=== Input material ===
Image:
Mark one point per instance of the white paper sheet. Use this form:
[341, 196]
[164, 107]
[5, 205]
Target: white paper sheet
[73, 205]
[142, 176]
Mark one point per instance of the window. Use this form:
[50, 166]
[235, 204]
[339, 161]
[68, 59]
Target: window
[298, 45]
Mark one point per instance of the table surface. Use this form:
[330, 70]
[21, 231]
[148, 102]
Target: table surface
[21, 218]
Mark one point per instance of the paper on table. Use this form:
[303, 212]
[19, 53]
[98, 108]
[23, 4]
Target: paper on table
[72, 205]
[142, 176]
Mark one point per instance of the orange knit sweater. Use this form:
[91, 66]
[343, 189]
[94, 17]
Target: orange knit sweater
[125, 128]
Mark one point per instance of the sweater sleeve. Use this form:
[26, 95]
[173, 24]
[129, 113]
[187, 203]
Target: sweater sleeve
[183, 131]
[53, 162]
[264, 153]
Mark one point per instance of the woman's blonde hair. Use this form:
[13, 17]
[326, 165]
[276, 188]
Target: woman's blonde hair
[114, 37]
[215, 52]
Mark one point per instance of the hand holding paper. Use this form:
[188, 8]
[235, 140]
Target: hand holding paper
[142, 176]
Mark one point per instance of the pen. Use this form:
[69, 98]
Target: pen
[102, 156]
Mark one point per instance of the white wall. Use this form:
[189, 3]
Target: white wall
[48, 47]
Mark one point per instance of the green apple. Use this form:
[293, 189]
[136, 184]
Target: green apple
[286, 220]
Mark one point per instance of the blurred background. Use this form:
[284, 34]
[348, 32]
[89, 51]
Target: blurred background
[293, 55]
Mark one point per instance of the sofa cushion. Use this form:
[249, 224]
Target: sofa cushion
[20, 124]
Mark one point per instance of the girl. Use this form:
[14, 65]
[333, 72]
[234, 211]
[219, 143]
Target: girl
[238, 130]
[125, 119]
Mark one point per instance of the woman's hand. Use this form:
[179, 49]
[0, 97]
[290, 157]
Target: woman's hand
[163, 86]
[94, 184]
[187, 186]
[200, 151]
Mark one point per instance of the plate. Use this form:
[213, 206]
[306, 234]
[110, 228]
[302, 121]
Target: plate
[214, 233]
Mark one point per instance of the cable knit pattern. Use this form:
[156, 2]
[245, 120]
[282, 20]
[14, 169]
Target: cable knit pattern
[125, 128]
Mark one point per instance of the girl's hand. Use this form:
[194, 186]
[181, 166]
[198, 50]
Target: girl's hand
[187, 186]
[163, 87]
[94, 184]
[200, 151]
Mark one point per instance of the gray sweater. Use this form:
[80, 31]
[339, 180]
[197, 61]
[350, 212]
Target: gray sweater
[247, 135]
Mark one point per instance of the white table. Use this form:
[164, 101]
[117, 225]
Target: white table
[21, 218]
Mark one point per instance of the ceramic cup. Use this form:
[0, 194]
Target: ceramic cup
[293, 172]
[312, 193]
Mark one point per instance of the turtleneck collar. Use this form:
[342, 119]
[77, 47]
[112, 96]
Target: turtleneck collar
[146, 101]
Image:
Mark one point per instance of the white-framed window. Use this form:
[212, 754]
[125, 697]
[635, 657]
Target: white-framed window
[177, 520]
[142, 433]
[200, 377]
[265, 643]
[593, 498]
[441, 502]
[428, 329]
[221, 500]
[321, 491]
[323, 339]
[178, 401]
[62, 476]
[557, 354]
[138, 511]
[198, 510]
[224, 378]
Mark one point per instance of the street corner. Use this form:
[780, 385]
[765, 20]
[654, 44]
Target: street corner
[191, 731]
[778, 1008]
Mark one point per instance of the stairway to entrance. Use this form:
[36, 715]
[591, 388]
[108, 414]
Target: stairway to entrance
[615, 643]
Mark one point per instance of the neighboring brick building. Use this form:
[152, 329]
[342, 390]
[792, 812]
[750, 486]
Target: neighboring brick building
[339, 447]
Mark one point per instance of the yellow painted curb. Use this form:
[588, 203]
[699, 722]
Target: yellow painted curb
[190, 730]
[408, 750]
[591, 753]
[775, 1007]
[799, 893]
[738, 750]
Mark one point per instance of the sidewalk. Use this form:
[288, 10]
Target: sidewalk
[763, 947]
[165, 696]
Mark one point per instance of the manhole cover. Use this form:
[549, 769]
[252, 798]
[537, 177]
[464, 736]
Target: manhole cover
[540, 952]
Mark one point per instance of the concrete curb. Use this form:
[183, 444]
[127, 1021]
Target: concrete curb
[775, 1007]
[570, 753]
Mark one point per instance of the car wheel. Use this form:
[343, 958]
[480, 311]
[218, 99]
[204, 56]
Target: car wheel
===
Exercise aim:
If a line in the entries holds the string "wheel", copy it.

Answer space:
Mark one point per instance of the car wheel. Use this form:
Target: car wheel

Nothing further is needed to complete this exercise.